[jira] Commented: (LUCENE-1418) QueryParser can throw NullPointerException during parsing of some queries in case if default field passed to constructor is null

Alexei Dets (JIRA) Thu, 13 Nov 2008 12:11:06 -0800

    [ 
https://issues.apache.org/jira/browse/LUCENE-1418?page=com.atlassian.jira.plugin.system.issuetabpanels:comment-tabpanel&focusedCommentId=12647381#action_12647381
 ]


Alexei Dets commented on LUCENE-1418:
-------------------------------------

> You shouldn't be passing null to the queryparser as a field right?
Wrong. It is not documented anywhere and in practice this _WORKS_ _PERFECTLY_ 
except for one case of one particular syntax error in a query string that is 
not handled correctly in this case. (All?) other syntax errors correctly cause 
ParseException and all valid queries are parsed successfully. BTW, this is 
exactly what does MultiFieldQueryParser in its constructor - it calls 
super(null, analyzer).

> its not part of the query syntax, so it doesn't make sense to feed a "" 
> instead of the null
And this is also wrong because Lucene query parser syntax allows for queries 
without explicit field specification (i.e. "cat AND dog" is a valid query). 
From the current docs it is not obvious how to properly construct a query 
parser that will correctly parse such queries, not clear what should be passed 
as a field in a QueryParser constructor because there is no any particular 
field, the same query parser instance is used to parse queries for different 
fields. If I'll pass not null and not empty string then AFAIR instead of "+cat 
+ dog" I'll get as a result "+field:cat +field:doc" and this is not acceptable 
as this will cause a creation of a separate query parser instance for each 
field - a real overkill I'd say.

Really there are two issues:
1) it should be documented how should be created "fieldless" query parser: that 
empty string should be used as a field name, that null is unsupported and can 
give undefined results (alternative is to fix this problem with 
NullPointerException and document that both ways are supported - null and empty 
string);
2) currently there is no way to use the same query parser instance for parsing 
queries for the different fields (except set default field to empty string and 
manually add "field:" prefix to each query before parsing).

══════════════════════════════

■ WRITTEN PROBLEM 1
Collect each line of the records that contains the string "concrete", matching its case exactly.
The records bear no relation to the text above them.

Source records:

══════════════════════════════

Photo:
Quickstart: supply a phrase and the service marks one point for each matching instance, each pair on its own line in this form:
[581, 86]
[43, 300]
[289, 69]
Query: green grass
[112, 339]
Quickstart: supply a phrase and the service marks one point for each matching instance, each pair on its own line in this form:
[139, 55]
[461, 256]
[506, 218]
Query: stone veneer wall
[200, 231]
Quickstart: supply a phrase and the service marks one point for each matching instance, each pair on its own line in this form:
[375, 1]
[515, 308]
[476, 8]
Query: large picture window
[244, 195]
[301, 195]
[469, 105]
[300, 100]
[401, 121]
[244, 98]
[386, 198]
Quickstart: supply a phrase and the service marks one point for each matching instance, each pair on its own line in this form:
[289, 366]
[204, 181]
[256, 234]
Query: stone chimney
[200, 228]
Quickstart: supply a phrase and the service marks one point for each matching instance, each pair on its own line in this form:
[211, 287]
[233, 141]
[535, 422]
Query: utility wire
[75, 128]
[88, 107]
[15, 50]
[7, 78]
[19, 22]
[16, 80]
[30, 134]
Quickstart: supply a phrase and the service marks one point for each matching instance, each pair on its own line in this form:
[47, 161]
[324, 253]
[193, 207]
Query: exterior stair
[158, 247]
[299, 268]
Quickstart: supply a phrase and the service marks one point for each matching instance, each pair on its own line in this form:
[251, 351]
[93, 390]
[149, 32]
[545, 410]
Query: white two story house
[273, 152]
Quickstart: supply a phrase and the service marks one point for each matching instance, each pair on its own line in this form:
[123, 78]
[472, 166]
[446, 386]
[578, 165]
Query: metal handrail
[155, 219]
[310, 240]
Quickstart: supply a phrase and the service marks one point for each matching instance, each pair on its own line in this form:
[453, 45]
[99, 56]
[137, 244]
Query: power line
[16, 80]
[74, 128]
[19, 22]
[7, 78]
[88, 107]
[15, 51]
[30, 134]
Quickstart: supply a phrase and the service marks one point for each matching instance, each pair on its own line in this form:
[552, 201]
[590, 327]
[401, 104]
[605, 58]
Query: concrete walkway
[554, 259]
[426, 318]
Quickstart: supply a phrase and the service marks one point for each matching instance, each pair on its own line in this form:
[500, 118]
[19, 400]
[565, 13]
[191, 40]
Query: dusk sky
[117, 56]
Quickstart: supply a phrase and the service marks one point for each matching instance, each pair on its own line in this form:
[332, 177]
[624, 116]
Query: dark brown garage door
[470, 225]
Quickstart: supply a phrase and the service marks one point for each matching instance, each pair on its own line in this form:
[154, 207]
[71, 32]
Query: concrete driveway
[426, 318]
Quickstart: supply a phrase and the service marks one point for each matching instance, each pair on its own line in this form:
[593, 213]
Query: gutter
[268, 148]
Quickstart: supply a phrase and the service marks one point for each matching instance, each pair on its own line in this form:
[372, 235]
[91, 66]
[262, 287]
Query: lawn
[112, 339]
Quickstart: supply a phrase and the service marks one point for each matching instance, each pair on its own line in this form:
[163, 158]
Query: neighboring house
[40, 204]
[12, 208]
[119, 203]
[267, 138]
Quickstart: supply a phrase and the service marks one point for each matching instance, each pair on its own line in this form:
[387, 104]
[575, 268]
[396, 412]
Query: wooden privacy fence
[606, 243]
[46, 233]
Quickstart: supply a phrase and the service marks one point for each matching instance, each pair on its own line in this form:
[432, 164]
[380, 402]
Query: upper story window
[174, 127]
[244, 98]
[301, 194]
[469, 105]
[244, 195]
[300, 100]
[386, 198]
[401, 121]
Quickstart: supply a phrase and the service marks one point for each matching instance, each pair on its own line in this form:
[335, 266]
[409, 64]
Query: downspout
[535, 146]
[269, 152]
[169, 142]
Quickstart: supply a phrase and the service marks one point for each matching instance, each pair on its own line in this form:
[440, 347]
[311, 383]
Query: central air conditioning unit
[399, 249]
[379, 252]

══════════════════════════════

■ WRITTEN PROBLEM 2
Extend the comment on the QueryParser null default field issue, beginning immediately after its final sentence.

■ ANSWER 1
Query: concrete walkway
Query: concrete driveway

■ ANSWER 2
What I propose:
1) document that null field gives undefined behavior (and optionally add null 
check in constructor  /IMHO documentation can be enough/ or document that null 
is officially supported);
2) add public setField method to be able to change the field (may be also 
setAnalyzer can be usefull?);
3) add default constructor QueryParser() - and document that in this case field 
(and analyzer) must be set later before parsing.

I guess currently the same thing can be achieved using static method 
MultiFieldQueryParser.parse(String[] queries, String[] fields, 
BooleanClause.Occur[] flags, Analyzer analyzer) but having the way to make it 
using regular QueryParser can be also usefull (i.e. significantly less overhead 
- static methods in MultiFieldQueryParser are internally constructing a new 
parser instance per field!). QueryParser can also benefit from a static parse 
method similar to MultiFieldQueryParser: public static Query 
QueryParser.parse(String query, String field, Analyzer analyzer).

I think I can come up with the patch if we all agree on something :-)

> QueryParser can throw NullPointerException during parsing of some queries in 
> case if default field passed to constructor is null
> --------------------------------------------------------------------------------------------------------------------------------
>
>                 Key: LUCENE-1418
>                 URL: https://issues.apache.org/jira/browse/LUCENE-1418
>             Project: Lucene - Java
>          Issue Type: Bug
>          Components: QueryParser
>    Affects Versions: 2.4
>         Environment: CentOS 5.2 (probably any applies)
>            Reporter: Alexei Dets
>            Priority: Minor
>
> In case if QueryParser was constructed using "QueryParser(String f,  Analyzer 
> a)" constructor and f equals null then QueryParser can fail with 
> NullPointerException during parsing of some queries that _does_ contain field 
> name but have unbalanced parenthesis.
> Example 1:
> Query:  field:(expr1) expr2)
> Result:
> java.lang.NullPointerException
>       at org.apache.lucene.index.Term.<init>(Term.java:50)
>       at org.apache.lucene.index.Term.<init>(Term.java:36)
>       at 
> org.apache.lucene.queryParser.QueryParser.getFieldQuery(QueryParser.java:543)
>       at org.apache.lucene.queryParser.QueryParser.Term(QueryParser.java:1324)
>       at 
> org.apache.lucene.queryParser.QueryParser.Clause(QueryParser.java:1211)
>       at 
> org.apache.lucene.queryParser.QueryParser.Query(QueryParser.java:1168)
>       at 
> org.apache.lucene.queryParser.QueryParser.TopLevelQuery(QueryParser.java:1128)
>       at org.apache.lucene.queryParser.QueryParser.parse(QueryParser.java:170)
> Example2:
> Query:  field:(expr1) "expr2")
> Result:
> java.lang.NullPointerException
>       at org.apache.lucene.index.Term.<init>(Term.java:50)
>       at org.apache.lucene.index.Term.<init>(Term.java:36)
>       at 
> org.apache.lucene.queryParser.QueryParser.getFieldQuery(QueryParser.java:543)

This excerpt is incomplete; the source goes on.